▸ **WORK INSTRUCTIONS**
**a.** Decide whether each statement agrees with the essay on Caribbean beaches, answering yes or no and quoting the words of the essay that settle it: (i) The sand at Negril is the whitest the writer has ever seen. (ii) The writer's son was 5 years old on the beach in San Juan. (iii) In Guadeloupe, the writer spent the week visiting museums.
**b.** Carry on the essay on Caribbean beaches, picking up after its final sentence.
Start PROVIDED TEXT
How many shades of blue did God make? I wonder, stilled, and to my surprise awed, by the majestic simplicity unfolding before me. Sky and sea appear to have been molded from a single swath of pastel, perfect blue. Clouds blossom from the horizon, which fuses without break into the sky. The Caribbean Sea, simultaneously aqua and emerald, nestles against the skyscape. The light, almost white sand is a counterpoint to the symphony of blue.

I have been a connoisseur, when I could afford it, of Caribbean beaches all my adult life. But the symmetry, shapes and colors of Negril Beach in Jamaica momentarily stifle memory of anything I have seen before. The special beauty, the wonderful charms of Negril result from a profoundly syncopatic melding of natural elements. I have seen whiter sand, bluer skies, greener seas. But never have I seen an orchestration of natural elements as musical and delightful as those that play themselves out here.

It’s 8 a.m. and a large ship claims the space near the horizon, becoming against this particular sky a still life. Finally, I forsake the view and enter the water, which ripples like silk against my skin. Swimming feels as effortless as watching the sky, resident and hovering overhead. Before I head toward shore, I stand in the tugging sea and watch the sun shimmer over the surface of the water. Gazing at the floor of the sea, I witness the illusion of rectangular tiles, fluid yet sturdy, floating in the water.

SEVERAL YEARS AGO, ON A BEACH IN SAN JUAN, PUERTO RICO, when I was a divorced single parent, I watched my 5-year-old son playing in the sand and realized in an instant, astonishing moment of revelation that the life I was giving my child was quite special. As he made sand castles and turned browner in the sun, and I listened to the voice of a powerful, insistent surf, I realized that not only could I give my son food and shelter but vacations on Puerto Rican beaches too. Despite the doubts and difficulties of single parenthood, I came to believe and know on a beach in San Juan that I was doing the right thing with the life I was chiseling for myself and my child. Give me the right Caribbean beach and I am guaranteed to find treasure in the world around me – and some small nugget buried inside me as well.

On a different beach of pure white sand and clear emerald waters in Guadeloupe, I learned how to relax, how to sit still, how to look at the sky and see more than clouds, how to hear the sea and halt the relentless human race to either subdue or totally ignore nature. In Guadeloupe, I forsook museums and sightseeing trips for seven days, all to discover that I could sit as still as sand appears to be, that I could rest as calm as seas sometimes are. The beach in Guadeloupe taught me that a vacation need not be a test of endurance or a spending spree. For the first time ever, I didn’t need a vacation to recover from the vacation I’d left behind.
End PROVIDED TEXT
Start DATA RECORDS
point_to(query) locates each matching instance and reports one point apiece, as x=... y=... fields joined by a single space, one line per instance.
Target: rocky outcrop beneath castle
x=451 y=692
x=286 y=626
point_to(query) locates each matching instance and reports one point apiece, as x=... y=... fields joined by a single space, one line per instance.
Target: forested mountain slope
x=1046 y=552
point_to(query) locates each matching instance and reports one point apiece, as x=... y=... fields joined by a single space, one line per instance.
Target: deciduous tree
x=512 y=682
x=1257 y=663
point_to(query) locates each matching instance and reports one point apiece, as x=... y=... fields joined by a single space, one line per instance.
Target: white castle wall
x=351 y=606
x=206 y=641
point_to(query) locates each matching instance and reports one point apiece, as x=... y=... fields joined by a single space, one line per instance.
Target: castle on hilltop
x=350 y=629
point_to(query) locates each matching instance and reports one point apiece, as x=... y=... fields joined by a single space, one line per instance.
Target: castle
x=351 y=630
End DATA RECORDS
▸ **ANSWERS TO THE EXERCISE**
**a.**
(i) No: "I have seen whiter sand, bluer skies, greener seas."
(ii) Yes: "I watched my 5-year-old son playing in the sand"
(iii) No: "I forsook museums and sightseeing trips for seven days"

**b.**
In Negril, I have seen even more convincing proof that the best beaches are vivid, visceral, sensory experiences. Negril has made me believe, while in its embrace, that hermetically sealed skyscrapers don’t exist. In the face of its beauty, I have experienced a glorious amnesia. I have felt the way the Arawaks, the native people of Jamaica, must have felt, calling this place home before Columbus stumbled onto their very old world and called it new.

A BEACH IS NEVER STATIC OR STAGNANT. IT POSSESSES A heartbeat, its own internal rhythm. And it is this microscopic, relentless shifting of temperature, placement of sun, rise and fall of horizon lines that I try to pick up with the radar of all my senses. I don’t go there to get a tan. I go to see things I can’t see anywhere else, to feel the presence of nature untamed by progress. A beach is more than the sea: It is an intricately designed fusion of the elements that create and sustain life. The seven-mile stretch of sand in Negril is a sumptuous meditation on all that.

This morning, the clouds were full-blown, impressive; they looked like ships heading for uncharted lands. By 11 a.m., they had spread like soft butter across the face of the sky. Now it is almost noon and those cloud ships have found port.

NEGRIL IS A LAID-BACK YET BUSTLING RESORT TOWN ON THE western coast of Jamaica. Discovered by hippies in the ’60s as a remote haven, the resort has evolved into a town that, despite the hotels and restaurants that seem to occupy every inch of land, retains a rustic, “real people” atmosphere.

Negril stretches along the coastline between two bays that mark Jamaica’s progression from one kind of exploitation to another. At one end is horseshoe-shaped Bloody Bay, a genuine pirate cove that takes its name from later days when slaughtered whales were dragged there, bleeding, to be processed into oil needed for lamps. At the other end are the calm waters of Long Bay, with its lighthouse and remarkable cliffs. These cliffs and coves were used as settings for modern-day “necessities” – movies such as “20,000 Leagues Under the Sea,” “Dr. No” and “Papillon.”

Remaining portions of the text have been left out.